DATA FOR PROCESSING
[Begin]

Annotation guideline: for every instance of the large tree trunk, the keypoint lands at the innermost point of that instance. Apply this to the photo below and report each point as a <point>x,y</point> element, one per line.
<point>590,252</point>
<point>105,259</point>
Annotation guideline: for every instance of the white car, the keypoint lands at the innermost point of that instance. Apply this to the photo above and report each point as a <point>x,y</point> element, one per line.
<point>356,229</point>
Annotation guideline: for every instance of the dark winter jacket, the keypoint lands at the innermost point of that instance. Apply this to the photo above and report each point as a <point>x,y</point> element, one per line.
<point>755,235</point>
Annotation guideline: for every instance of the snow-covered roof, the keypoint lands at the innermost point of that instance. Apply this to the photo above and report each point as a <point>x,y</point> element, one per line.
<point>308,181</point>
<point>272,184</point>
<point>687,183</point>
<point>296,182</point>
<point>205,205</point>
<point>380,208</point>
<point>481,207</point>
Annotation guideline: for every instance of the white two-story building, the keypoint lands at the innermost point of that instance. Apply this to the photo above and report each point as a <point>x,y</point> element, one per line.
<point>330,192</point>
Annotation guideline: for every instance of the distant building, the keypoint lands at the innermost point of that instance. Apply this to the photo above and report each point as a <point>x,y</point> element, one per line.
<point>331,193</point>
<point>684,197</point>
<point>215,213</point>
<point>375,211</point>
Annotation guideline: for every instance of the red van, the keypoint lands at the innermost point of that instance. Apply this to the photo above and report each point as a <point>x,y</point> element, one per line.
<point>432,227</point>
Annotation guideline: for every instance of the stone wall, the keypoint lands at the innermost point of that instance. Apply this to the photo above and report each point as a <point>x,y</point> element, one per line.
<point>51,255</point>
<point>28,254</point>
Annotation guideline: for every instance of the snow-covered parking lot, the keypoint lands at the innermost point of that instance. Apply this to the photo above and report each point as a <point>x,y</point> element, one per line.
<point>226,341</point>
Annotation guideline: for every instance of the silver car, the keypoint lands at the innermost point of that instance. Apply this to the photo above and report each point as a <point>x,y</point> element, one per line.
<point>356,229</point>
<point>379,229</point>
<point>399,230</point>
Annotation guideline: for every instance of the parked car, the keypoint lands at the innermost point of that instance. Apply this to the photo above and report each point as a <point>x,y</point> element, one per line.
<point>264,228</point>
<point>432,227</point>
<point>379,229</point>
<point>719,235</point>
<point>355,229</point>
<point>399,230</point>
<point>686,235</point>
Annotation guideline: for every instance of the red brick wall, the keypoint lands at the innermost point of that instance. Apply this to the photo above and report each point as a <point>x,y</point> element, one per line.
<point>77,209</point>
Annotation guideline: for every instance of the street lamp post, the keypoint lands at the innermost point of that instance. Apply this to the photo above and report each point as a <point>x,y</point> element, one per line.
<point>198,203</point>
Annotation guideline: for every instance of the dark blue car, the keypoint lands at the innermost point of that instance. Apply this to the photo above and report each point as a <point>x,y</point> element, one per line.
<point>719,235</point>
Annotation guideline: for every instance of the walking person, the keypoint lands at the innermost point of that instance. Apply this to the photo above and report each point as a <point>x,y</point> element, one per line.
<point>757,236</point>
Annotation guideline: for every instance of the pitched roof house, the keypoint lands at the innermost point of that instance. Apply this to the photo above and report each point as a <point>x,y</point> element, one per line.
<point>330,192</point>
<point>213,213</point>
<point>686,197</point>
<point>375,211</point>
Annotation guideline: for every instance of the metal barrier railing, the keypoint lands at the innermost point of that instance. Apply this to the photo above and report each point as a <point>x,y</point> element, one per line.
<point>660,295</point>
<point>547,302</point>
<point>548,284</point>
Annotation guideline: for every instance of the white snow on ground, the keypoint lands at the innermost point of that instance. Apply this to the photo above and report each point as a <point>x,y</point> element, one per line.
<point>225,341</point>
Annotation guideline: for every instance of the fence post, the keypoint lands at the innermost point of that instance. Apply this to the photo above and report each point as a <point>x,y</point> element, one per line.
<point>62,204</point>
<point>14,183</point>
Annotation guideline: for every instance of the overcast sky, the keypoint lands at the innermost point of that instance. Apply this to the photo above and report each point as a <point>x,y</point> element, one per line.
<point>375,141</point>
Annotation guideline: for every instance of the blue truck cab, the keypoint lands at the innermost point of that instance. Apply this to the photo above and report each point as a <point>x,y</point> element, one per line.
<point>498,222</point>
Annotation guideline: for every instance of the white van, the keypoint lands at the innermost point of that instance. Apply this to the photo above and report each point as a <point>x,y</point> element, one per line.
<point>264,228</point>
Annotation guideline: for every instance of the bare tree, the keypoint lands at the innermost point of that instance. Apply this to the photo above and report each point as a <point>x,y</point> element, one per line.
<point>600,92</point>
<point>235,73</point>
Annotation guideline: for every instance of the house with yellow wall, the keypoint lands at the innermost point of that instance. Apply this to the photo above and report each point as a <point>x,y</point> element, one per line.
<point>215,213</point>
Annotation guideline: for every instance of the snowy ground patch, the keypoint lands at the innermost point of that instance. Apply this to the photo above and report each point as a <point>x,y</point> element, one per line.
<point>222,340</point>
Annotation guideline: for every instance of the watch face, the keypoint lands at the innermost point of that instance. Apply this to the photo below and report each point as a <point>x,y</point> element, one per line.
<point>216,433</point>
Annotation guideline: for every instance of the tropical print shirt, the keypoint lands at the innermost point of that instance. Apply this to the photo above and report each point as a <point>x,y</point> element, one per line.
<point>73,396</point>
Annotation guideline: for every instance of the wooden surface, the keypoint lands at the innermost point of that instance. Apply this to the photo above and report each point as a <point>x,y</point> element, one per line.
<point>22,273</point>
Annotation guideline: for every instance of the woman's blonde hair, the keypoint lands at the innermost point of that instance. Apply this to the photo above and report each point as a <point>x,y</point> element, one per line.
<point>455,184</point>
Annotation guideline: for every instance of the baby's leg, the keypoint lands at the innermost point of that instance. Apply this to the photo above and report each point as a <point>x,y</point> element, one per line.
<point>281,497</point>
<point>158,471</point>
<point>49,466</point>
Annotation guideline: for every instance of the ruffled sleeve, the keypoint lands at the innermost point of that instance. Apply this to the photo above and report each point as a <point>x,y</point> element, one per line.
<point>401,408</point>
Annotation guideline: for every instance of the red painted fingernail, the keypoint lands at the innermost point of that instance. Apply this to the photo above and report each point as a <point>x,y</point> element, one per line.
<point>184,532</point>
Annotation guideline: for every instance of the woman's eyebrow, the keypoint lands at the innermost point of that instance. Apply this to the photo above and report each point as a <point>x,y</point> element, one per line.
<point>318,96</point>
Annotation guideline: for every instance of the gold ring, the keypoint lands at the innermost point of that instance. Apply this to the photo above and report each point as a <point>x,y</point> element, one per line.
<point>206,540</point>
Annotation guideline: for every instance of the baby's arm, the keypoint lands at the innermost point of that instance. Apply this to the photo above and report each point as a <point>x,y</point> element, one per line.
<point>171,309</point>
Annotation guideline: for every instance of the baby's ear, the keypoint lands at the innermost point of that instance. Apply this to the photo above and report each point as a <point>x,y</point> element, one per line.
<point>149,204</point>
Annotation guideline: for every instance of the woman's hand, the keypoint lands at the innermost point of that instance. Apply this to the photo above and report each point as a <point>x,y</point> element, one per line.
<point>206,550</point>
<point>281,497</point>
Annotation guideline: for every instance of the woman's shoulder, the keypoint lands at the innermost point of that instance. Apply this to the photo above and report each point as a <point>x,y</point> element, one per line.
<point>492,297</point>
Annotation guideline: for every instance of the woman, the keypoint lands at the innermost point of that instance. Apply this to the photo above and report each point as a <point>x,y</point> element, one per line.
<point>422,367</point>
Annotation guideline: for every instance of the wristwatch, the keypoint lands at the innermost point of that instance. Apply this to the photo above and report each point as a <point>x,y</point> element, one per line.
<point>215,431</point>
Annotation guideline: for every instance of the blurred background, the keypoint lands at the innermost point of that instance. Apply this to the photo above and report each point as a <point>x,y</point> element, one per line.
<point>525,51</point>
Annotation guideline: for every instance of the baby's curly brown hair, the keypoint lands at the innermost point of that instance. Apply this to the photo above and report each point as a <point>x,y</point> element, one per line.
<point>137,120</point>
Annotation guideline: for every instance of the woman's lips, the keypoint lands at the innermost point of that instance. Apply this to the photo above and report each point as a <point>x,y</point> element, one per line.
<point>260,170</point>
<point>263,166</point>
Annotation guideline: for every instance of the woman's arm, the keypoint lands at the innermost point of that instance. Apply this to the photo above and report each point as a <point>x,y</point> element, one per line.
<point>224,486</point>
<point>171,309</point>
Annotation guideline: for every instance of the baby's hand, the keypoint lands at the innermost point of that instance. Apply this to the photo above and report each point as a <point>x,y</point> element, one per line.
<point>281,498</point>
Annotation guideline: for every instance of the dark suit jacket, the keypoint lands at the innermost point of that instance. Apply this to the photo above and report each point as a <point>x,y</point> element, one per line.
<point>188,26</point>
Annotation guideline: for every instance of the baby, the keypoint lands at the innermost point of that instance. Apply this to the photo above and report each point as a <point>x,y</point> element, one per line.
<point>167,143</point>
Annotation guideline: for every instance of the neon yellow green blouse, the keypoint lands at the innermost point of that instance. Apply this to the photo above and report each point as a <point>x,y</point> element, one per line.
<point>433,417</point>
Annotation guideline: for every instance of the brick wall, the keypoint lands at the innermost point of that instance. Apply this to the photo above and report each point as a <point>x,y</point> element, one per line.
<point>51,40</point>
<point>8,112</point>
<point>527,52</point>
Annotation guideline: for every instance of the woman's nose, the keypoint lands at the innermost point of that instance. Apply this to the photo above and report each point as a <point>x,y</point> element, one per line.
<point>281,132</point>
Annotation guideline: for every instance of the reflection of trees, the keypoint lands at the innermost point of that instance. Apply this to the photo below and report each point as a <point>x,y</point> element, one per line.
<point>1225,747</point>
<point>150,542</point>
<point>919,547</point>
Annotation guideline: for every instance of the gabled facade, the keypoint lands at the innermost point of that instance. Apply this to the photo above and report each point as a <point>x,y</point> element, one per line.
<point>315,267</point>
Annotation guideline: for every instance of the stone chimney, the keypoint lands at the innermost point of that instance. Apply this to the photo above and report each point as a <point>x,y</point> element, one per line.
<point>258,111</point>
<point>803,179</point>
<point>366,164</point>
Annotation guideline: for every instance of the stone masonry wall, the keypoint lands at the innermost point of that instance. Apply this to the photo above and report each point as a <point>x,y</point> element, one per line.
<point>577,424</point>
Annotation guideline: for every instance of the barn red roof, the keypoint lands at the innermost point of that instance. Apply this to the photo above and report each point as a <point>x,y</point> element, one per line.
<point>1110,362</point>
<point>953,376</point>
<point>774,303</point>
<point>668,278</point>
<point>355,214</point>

[End]

STATED TASK
Copy out exactly the lines between the line with "Annotation guideline: for every instance of the brick" and the last line of the entries, counting both of those lines.

RESULT FOR THIS TASK
Annotation guideline: for every instance of the brick wall, the keypoint lands at the innermost point of that instance. Apply this to the photo above and report each point as a <point>x,y</point> element, one per line.
<point>51,40</point>
<point>8,112</point>
<point>527,52</point>
Annotation guideline: for every instance of the woman's nose, the keypoint lands at the innermost point of that instance. Apply this to the photo above and report each point as a <point>x,y</point> element, one per line.
<point>281,132</point>
Annotation guideline: for every instance of the reflection of trees, the keypoint lands at the innermost point of that instance. Apply this to the photo below and report each point as a <point>x,y</point> element, one per line.
<point>1225,747</point>
<point>150,542</point>
<point>919,547</point>
Annotation guideline: for every instance of the gabled facade, the keypoint lands at the innermost point of that instance. Apply this to the photo above and report each point as a <point>x,y</point> element, one per line.
<point>315,267</point>
Annotation guideline: for every instance of the stone chimney, the keypoint lands at the innermost point of that instance. Apply this to the photo above and report each point as a <point>x,y</point> element, one per line.
<point>258,111</point>
<point>803,179</point>
<point>366,164</point>
Annotation guideline: for every instance of the stone masonry wall, the keypoint lands at the innermost point of that instance. Apply this to the photo above and report each point as a <point>x,y</point> element, one per line.
<point>577,424</point>
Annotation guideline: for every instance of the barn red roof, the keypoint lands at the innermost point of that instance. Apply this to the photo above and report each point as a <point>x,y</point> element, one per line.
<point>1110,362</point>
<point>953,376</point>
<point>774,303</point>
<point>668,278</point>
<point>355,214</point>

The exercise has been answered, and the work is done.